▸ **TEXT PASSAGE**
"""
Day 37: 08/01/2013: The Secret Lives of Fish

As I work more on the “Jaws” benefit, I’m reflecting on our relationship to fish. While generating empathy for sharks can be tricky, it’s pretty difficult to get people to feel much about fish in general.  Are they lower than reptiles on the human empathy scale ?

Does it depend on how pretty they are?  Or are all fish “forever other” to us?

This fish at the Liberty Aquarium lives in a kind of solitary confinement:

bigfishsmalltank1

Across the aisle, these fish teem and roil in their too-small aquarium:

koi1

“Sea horses have complicated routines for courtship, and tend to mate under full moons, making musical sounds while doing so. They live in long-term monogamous partnerships. What is perhaps most unusual, though, is that it is the male sea horse that carries the young for up to six weeks. Males become properly “pregnant,” not only carrying, but fertilizing and nourishing the developing eggs with fluid secretions. The image of males giving birth is perpetually mind-blowing: a turbid liquid bursts forth from the brood pouch, and like magic, minuscule but fully formed sea horses appear out of the cloud.”

Once I remember commenting to a shopkeeper on the popularity of the octopus. “They’re everywhere,” I said. “On pillows and t-shirts, rings and necklaces.”

She nodded. “Yeah well, that’s what often becomes popular. What’s disappearing.”

I never expected to hear such haunting words in a hipster boutique in Silverlake. And later, when I saw someone eating octopus at a restaurant, the poignant tentacle on the plate reminded me of the story Cousteau told about the octopus who could see his own reflection in a mirror the researchers presented him with.  Puzzled, the creature tried very hard to wipe away his own reflection.

I wish these dazzling little stories were enough to change the world. I wish sad pictures were enough or knowing that the seas are not an infinite resource was enough.  I wish startling facts were enough like Foer’s description of the real cost of sushi:

“Imagine being served a plate of sushi. But this plate also holds all of the animals that were killed for your serving of sushi. The plate might have to be five feet across.”

Day 36: 7/31/2013: Hear Ye! Hear Ye: Auditions for “JAWS”

Today with the help of my dear friend Dan, we brought the “JAWS” charity reading one step closer to reality with our Facebook group.

Check it out:

https://www.facebook.com/events/546709615393682/546809945383649/?ref=notif&notif_t=plan_mall_activity

Many people have graciously volunteered to read. If you’re interested, PLEASE let me know.  Perhaps you’ll channel discontented, philandering housewife Ellen Brody, her beleaguered husband Martin, or the GREAT FISH himself!

We’re still deciding on a venue, so if you have a cavernous net-strewn sea shanty you’d like to lend us for an evening, gimme a holler!

Day 34 7/29/2013: The Ghost of Jack Webb & Me

I felt the ghost of Jack Webb working through me today. In the morning, I showed my international students the documentary “Los Angeles Plays Itself” which uses movies to explore L.A.’s identity crisis. Multiple shots of city hall stirred up some heavy “Dragnet” nostalgia. The spirit of Sgt. Joe Friday sparkled in the bright badges of the LAPD officers I spoke with about the horror in Chinatown. As I dropped by PETA’s fancy office in Echo Park, I imagined  Jack Webb reborn as an animal rights crusader. In another era, he could have broken up backyard dogfighting rings, or brought down poachers with the same relentless moral superiority that he used to lecture acid-addled hippies. I hope PETA can help me with the turtle-pet store crisis. Stay tuned.
"""
▸ **MATERIALS PROVIDED**
"""
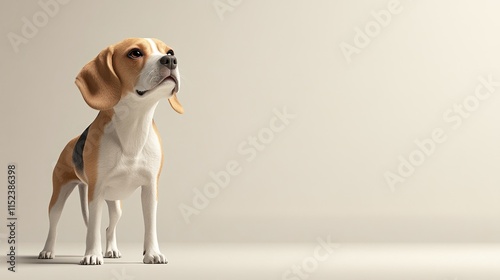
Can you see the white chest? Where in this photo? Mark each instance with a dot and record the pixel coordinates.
(123, 165)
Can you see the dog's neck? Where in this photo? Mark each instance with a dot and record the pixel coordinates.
(132, 122)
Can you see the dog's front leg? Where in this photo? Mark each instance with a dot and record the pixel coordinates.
(152, 253)
(93, 252)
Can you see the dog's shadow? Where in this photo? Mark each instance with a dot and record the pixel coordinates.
(67, 259)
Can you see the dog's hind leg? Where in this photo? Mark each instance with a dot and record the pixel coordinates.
(84, 202)
(115, 212)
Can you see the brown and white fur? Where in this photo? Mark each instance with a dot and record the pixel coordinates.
(121, 150)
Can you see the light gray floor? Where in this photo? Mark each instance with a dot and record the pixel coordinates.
(272, 261)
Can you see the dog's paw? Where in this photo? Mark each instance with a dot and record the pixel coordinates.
(113, 253)
(92, 260)
(153, 257)
(46, 255)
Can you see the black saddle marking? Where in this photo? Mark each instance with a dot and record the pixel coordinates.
(78, 150)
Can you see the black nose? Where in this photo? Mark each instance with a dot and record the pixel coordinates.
(170, 61)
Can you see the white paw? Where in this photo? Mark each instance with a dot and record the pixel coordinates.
(153, 257)
(113, 253)
(92, 260)
(46, 255)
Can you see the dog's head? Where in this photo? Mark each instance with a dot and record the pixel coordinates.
(145, 68)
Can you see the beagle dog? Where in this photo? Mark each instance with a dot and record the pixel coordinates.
(121, 149)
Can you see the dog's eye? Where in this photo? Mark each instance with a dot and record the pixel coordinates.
(135, 53)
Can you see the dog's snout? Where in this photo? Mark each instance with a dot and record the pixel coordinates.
(169, 61)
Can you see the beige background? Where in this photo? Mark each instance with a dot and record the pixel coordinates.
(323, 174)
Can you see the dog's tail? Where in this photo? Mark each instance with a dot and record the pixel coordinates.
(84, 202)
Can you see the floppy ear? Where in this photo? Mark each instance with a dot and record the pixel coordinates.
(98, 82)
(174, 102)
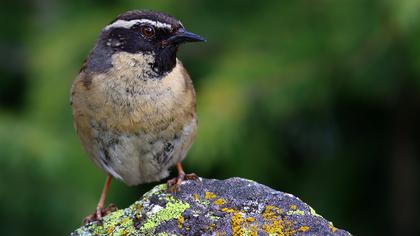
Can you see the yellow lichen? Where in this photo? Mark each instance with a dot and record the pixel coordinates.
(250, 219)
(332, 228)
(180, 221)
(209, 195)
(236, 224)
(220, 201)
(227, 210)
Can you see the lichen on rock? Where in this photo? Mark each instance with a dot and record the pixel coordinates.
(214, 207)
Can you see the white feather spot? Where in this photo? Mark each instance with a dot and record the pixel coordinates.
(129, 24)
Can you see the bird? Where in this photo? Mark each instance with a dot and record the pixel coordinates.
(133, 102)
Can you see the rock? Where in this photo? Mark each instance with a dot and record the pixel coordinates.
(214, 207)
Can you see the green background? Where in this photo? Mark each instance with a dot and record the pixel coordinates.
(319, 98)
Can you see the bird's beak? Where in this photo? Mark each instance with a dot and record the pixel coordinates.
(183, 36)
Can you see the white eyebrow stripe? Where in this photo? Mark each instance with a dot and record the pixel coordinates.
(129, 24)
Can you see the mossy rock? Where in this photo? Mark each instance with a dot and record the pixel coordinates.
(214, 207)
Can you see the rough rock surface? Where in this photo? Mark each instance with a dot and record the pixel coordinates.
(214, 207)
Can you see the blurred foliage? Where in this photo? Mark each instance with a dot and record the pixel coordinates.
(319, 98)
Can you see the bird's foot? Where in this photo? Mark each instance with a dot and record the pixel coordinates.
(99, 213)
(175, 183)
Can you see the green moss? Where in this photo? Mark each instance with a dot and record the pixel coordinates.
(172, 210)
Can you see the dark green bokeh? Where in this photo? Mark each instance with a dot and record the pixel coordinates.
(318, 98)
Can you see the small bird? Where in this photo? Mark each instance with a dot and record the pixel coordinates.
(133, 101)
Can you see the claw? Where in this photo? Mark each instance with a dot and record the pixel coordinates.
(175, 183)
(99, 214)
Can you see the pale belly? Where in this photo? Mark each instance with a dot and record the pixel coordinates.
(140, 157)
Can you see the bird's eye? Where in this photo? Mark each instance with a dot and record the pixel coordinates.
(147, 31)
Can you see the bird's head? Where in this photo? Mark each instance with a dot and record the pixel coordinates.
(148, 33)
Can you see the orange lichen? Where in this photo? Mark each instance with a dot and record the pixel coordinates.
(220, 201)
(209, 195)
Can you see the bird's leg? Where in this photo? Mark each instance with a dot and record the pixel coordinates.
(100, 210)
(174, 183)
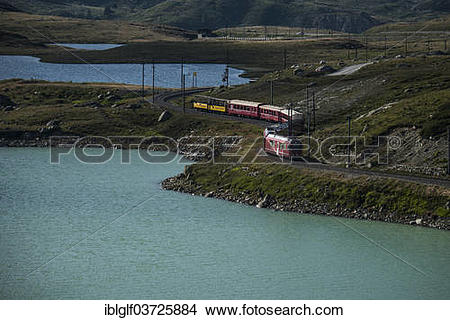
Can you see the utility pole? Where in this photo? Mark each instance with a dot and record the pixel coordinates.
(348, 47)
(406, 45)
(182, 82)
(314, 110)
(367, 52)
(143, 81)
(153, 80)
(349, 140)
(227, 69)
(184, 93)
(271, 92)
(290, 120)
(308, 123)
(182, 71)
(448, 151)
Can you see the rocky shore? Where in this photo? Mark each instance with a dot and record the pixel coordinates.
(184, 183)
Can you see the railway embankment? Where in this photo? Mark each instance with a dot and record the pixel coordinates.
(304, 191)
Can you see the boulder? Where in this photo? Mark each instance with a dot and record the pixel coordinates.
(8, 108)
(299, 72)
(5, 101)
(166, 115)
(325, 69)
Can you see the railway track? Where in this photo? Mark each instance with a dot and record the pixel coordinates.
(162, 100)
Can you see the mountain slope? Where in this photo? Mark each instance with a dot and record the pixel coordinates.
(340, 15)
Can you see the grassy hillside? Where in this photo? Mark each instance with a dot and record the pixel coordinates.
(438, 24)
(342, 15)
(47, 29)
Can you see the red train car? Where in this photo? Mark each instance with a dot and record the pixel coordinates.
(271, 113)
(243, 108)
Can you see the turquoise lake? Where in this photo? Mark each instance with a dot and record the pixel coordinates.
(79, 231)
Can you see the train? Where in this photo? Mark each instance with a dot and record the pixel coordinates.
(282, 146)
(248, 109)
(274, 143)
"""
▸ **THINGS TO DO**
**A.** Summarize the blog post in two sentences.
**B.** Please rewrite the stretch of records from the line containing "Can you see the turquoise" through the end of the records, putting "image" in place of "photo" and leaving everything else unchanged.

▸ **ANSWERS FOR THE TASKS**
**A.** The blog post reflects on how hard it is to make people feel much for fish, drawing on sea horse courtship, an octopus that tried to wipe away its own mirror reflection, and a description of the real cost of sushi. It also announces a Facebook group and a call for readers for the "JAWS" charity reading, and describes a day of feeling the ghost of Jack Webb while speaking with LAPD officers and visiting PETA's office.

**B.**
Can you see the turquoise lake? Where in this image? Mark each instance with a dot and record the pixel coordinates.
(79, 231)
Can you see the train? Where in this image? Mark each instance with a dot and record the pixel coordinates.
(282, 146)
(248, 109)
(274, 143)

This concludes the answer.